━━━ DATASET RECORDS

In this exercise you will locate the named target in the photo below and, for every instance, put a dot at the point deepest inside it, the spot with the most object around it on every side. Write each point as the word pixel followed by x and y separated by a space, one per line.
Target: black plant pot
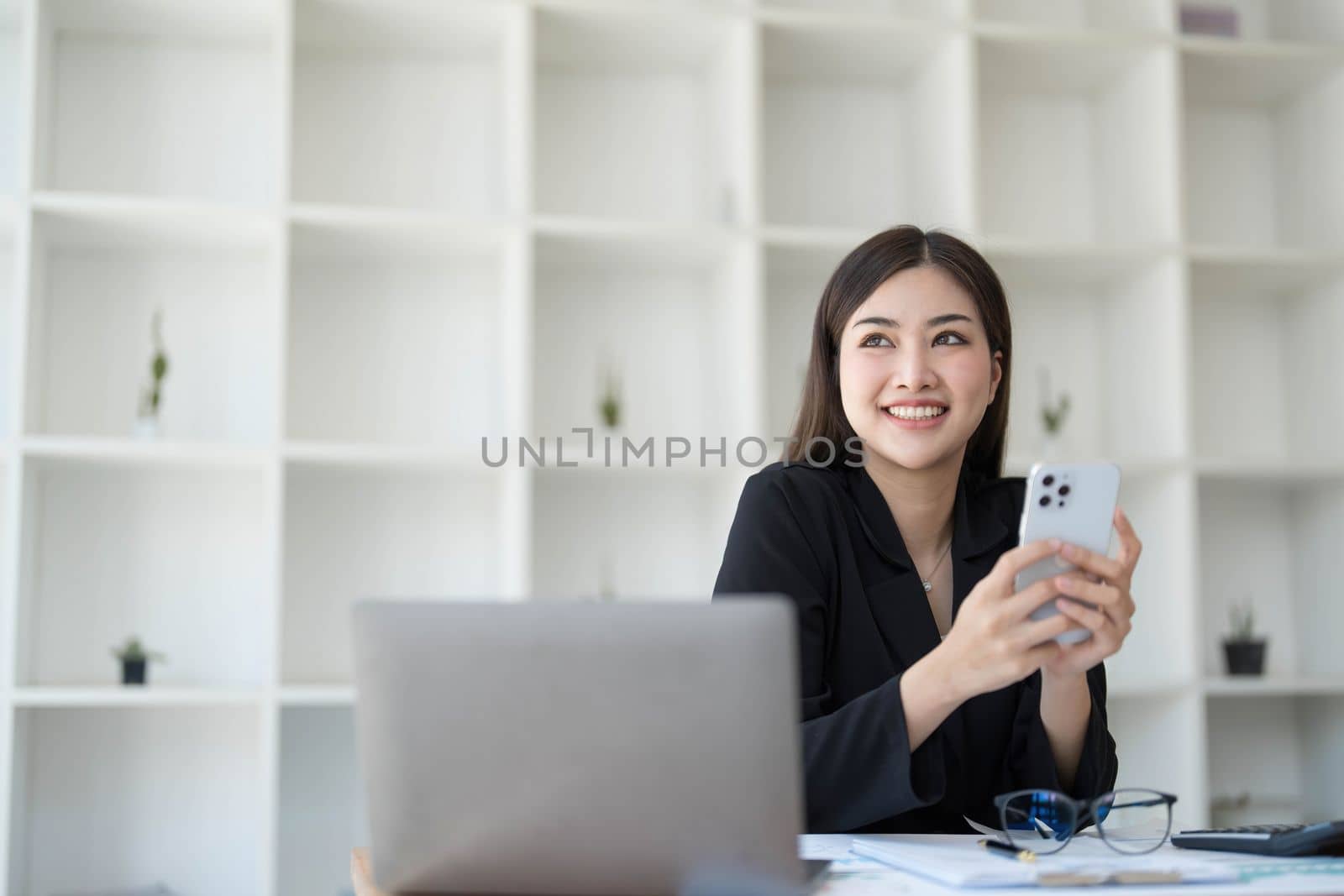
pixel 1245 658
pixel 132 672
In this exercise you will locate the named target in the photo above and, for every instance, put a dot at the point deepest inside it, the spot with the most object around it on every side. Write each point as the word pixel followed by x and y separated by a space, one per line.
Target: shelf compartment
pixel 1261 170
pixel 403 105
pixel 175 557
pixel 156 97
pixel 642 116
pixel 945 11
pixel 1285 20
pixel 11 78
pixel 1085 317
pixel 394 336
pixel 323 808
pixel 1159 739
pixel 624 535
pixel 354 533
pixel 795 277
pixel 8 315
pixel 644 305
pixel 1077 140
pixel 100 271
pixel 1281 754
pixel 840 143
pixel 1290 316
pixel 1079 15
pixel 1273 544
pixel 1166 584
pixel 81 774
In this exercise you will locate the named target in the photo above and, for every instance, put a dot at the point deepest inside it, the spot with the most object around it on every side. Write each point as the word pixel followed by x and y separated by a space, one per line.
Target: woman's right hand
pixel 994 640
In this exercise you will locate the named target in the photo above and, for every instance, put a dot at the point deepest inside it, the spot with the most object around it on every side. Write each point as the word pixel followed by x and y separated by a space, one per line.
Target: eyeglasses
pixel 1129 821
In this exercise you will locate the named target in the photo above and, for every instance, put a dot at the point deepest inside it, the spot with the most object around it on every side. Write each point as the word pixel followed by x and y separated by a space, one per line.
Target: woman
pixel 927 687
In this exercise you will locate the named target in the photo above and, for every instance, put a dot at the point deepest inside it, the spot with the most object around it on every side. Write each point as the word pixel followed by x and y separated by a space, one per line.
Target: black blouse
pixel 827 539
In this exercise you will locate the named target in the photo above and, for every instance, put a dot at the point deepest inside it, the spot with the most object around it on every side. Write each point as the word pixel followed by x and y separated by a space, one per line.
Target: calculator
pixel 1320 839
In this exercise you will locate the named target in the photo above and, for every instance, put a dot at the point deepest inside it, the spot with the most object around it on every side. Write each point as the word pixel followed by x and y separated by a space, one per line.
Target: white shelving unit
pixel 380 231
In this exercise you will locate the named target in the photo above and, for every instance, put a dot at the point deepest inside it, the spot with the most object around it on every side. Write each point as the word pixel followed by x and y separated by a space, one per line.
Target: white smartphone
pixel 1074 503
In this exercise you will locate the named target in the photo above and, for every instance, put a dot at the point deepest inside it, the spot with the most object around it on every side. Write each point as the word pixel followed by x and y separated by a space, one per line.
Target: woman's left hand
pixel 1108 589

━━━━━━

#### [PROMPT]
All of the data above should be quoted exactly, except for the pictures.

#### [OUTPUT BELOW]
In this exercise you will locate the named target in the photo below and, for every instance, put a dot at the point deepest inside it, the spot with the most object around it on every side. Write each point as the word pixel followed by x and y separated by a space, one per line.
Target: black plant pot
pixel 1245 658
pixel 132 672
In this exercise you will locate the named target in the photo above and, for every instance, put a dot at the point deepest inside it, the spot with the most object around it on every side. Write each point as the word pixel followed by x and y separated by a space, one per line.
Target: shelf compartment
pixel 1261 170
pixel 403 105
pixel 175 557
pixel 156 97
pixel 642 116
pixel 945 11
pixel 1285 20
pixel 11 78
pixel 1085 317
pixel 394 336
pixel 323 808
pixel 1159 739
pixel 624 535
pixel 354 533
pixel 795 277
pixel 8 315
pixel 644 305
pixel 1077 140
pixel 100 271
pixel 1281 754
pixel 840 143
pixel 1290 316
pixel 1079 15
pixel 1273 544
pixel 1166 584
pixel 81 774
In this exercise you will locate the named target in the photo above and, for every instance, put a dot at the point deepest inside it, the spot with the most object around it on every side. Write each point as the word pixel followed by x and y separated by a space, one per line.
Target: woman's right hand
pixel 994 640
In this exercise you will locate the named target in the photo above and, for every instance, put a dot at the point deepest inside it, the spot with the most object around it on every side. Write each point as the word pixel followed by x and y separated by a space, one per line.
Target: eyeglasses
pixel 1129 821
In this exercise you will locate the named target in the photo above and, for every instance, put a dot at the point deepest inside it, the spot with the most object around it on every side. Write each point as the word pixel followed by x and y separated by a space, one per line.
Target: woman
pixel 927 687
In this exercise you will locate the named target in the photo above and, for every instance, put a dot at the point deepest inside it, the spot with the most object around it on every side. Write each point as the word pixel followed by x and y separated by a space, one per line.
Target: black blouse
pixel 827 539
In this exercise you will locate the named target in the photo above and, for every instance, put a dot at the point deepest inside it, the spot with the most object around it on every side. Write each point as the word pixel followed by x and y separated by a space, one per line.
Target: calculator
pixel 1320 839
In this exercise you will locate the named target in the photo above and, for every instance, put a dot at the point deepest inside it, the spot with the most object around it on every side. Write each point as the word pixel followed by x and y separated by a space, one per line.
Target: white shelving unit
pixel 380 231
In this exercise you will locate the named target in the photo above and, for every instance, put a dot at the point deepest inside it, the spot with the most object around it on every side. Write each point as the word pixel followed by x and y separated by a space, one per line.
Target: white smartphone
pixel 1074 503
In this exercise you will locate the named target in the photo above and, for every instance, put a dot at the point deepest inside it, the spot with the most object around it on every side. Write each point as the word pixel followed by x and y separated by a space, one per line.
Target: woman's left hand
pixel 1108 589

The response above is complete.